### [PROBLEM DESCRIPTION]
Repeat the data in full and exactly. Leave the pictures out.

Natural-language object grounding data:

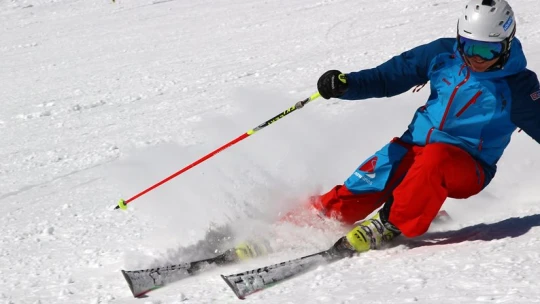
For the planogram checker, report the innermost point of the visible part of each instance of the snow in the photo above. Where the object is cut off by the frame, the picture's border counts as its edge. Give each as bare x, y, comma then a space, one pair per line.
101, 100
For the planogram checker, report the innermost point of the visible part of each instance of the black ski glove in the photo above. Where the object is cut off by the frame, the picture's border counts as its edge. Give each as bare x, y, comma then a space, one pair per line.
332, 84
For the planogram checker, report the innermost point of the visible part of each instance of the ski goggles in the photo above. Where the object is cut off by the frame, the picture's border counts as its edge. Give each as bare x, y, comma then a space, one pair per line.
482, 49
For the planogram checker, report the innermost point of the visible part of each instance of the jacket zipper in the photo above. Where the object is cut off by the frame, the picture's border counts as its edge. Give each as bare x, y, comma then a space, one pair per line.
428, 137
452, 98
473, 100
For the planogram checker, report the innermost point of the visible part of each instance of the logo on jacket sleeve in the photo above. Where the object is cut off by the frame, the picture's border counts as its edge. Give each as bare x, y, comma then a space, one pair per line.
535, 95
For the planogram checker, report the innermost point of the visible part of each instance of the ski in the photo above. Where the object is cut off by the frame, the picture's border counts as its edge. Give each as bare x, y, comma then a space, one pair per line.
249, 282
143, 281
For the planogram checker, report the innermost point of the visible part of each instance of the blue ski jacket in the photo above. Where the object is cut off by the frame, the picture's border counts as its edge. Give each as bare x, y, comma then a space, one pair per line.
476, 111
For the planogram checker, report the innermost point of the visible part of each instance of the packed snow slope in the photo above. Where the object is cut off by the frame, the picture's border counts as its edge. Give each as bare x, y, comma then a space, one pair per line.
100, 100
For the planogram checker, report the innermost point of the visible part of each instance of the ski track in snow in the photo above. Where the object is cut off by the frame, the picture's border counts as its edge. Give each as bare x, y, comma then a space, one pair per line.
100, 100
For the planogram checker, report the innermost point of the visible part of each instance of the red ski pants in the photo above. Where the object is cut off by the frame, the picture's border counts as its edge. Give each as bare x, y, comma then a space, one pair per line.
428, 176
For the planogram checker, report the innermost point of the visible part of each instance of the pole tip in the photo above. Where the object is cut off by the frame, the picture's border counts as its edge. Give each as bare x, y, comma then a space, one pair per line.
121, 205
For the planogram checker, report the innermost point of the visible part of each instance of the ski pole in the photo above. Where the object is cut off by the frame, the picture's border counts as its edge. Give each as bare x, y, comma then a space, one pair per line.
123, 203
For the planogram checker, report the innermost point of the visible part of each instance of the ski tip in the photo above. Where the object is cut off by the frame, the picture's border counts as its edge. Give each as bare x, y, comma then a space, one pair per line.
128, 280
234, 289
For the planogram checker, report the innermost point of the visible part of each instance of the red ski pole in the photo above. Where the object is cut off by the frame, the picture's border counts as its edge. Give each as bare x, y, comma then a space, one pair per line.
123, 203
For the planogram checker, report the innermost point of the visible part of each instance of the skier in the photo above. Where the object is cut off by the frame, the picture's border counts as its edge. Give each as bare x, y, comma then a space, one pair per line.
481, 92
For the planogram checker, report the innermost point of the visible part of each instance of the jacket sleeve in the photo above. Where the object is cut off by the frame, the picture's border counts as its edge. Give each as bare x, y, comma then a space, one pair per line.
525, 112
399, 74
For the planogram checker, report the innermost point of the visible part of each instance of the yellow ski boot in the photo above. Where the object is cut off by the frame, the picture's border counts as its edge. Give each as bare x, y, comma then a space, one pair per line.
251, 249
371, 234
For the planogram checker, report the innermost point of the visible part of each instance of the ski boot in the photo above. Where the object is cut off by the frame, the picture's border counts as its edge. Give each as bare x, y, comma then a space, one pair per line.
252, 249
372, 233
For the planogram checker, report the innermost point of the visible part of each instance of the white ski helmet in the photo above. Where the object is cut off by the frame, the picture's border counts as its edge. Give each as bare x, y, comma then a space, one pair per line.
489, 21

### [SOLUTION TO THIS TASK]
For the planogram checker, report the innermost point of the visible part of each instance of the snow in the photo above. Where the object is cut off by the frame, the picture's border counts as its edge. Give each as bare x, y, comma then a space, one pair per line.
101, 100
For the planogram checker, report the innermost point of the visible part of each instance of the black ski glove in the photo above. Where the object is cut off by the frame, the picture's border counts as its edge. Give each as bare x, y, comma then a space, one pair per line.
332, 84
For the planogram checker, report the innermost point of the visible part of each instance of the ski goggles in the photo above. Where the object is cut off by the frame, the picture's border counts as its edge. Give each as bare x, y, comma then a space, one pair per line.
482, 49
For the planogram checker, report the innermost point of the visible part of each instance of the jacket zipper in the photo above. Where the object is cut off by the frame, the picture's border counts as its edge. Give each as bare x, y, comma then a space, one pair per line.
428, 137
452, 98
473, 100
For the planogram checker, report the innermost point of the visible part of each instance of the logo on jacket sleeve in the photo above. Where the object is cut off by the frame, the picture's border counts as its edge. Give each as bare x, y, comma then a space, one pair per line.
535, 95
For the planogram checker, report the innermost point of the visible part of each instance of the ski in the photo above. Where the object is cut off by the frame, the picture's border counts as its edge. Give each as bare x, y, comma then a space, one pair per line.
249, 282
143, 281
For the planogram checker, report the innermost point of the visible part of each instance of the blue ski jacket in the photo above. Where the object is cut off by the frame, the picture's border counts as its edge. Give each as bare x, y, comma then a space, one pair per line.
476, 111
For the planogram checker, report the innermost point of the visible part of each instance of the packed snow slope in the photo above. Where the object is cut off by the frame, the picture's border counts as its edge. Give each as bare x, y, comma then a space, one pair per line.
100, 100
For the planogram checker, report the innermost point of the visible part of each instance of the ski track in snow in the photo above. Where the object is cut off by the frame, the picture's border counts as its edge. Give each as bare x, y, comma then a space, one pair per line.
100, 100
For the planogram checker, report the innermost point of the visible part of each instance of the red ski pants in the photo above. Where the object is cut off by the frame, the picture's border counts as its edge. Give each as bare x, y, comma then a space, one pair per line.
428, 176
For the planogram checker, report the innermost point of the visible part of each instance of the pole tip in the photo above. Where the object is cut off by the frame, the picture's border counts as its edge. Give each as bare x, y, comma then a space, one pair per line.
121, 205
For the planogram checker, report the innermost point of the visible part of each instance of the ski pole in the photo above. Where the object is cut off by the frame, the picture's border counts as its edge. Give each as bare x, y, comma then a space, one pair per line.
123, 203
For the planogram checker, report the innermost point of the visible part of each instance of the ski tip in the photo above. Where the object is cut off by the frame, the picture's border counts as its edge. Give each as bare x, y, comma then a space, one pair per line.
128, 280
234, 289
For the planogram checker, report the innermost point of the visible part of each instance of the red ski pole in the photo above. Where the object is cut off by the frame, the picture's border counts as its edge. Give each as bare x, y, comma then a space, one pair per line.
123, 203
For the planogram checker, report the innermost point of the visible part of each instance of the skier in the photo above. Where the object is cut off by the frame, the picture's border counts as its edge. Give each as bare x, y, comma then a space, one pair per line.
481, 92
For the planogram checker, report the innermost point of the visible part of each instance of the jacket sleeve in the photo above. Where the object is cut off by the frame, the picture's border counts as its edge. Give each as bare x, y, comma then a space, one pair per line.
525, 112
399, 74
For the planogram checker, report the innermost point of the visible part of each instance of the yellow ski boot in the photo above. Where the object is cut off by the frame, the picture's border counts as its edge. Give each as bare x, y, comma then a space, one pair per line.
251, 249
371, 234
For the planogram checker, report the innermost point of the visible part of each instance of the ski boot in the photo above. Where the object is cut off by the frame, the picture's border counts as its edge. Give each as bare x, y, comma then a space, one pair per line.
252, 249
372, 233
For the planogram checker, report the innermost point of the visible part of each instance of the white ski helmet in the photo above. Where the object is cut off by the frame, the picture's border counts as its edge. Give each as bare x, y, comma then a space, one pair per line.
489, 21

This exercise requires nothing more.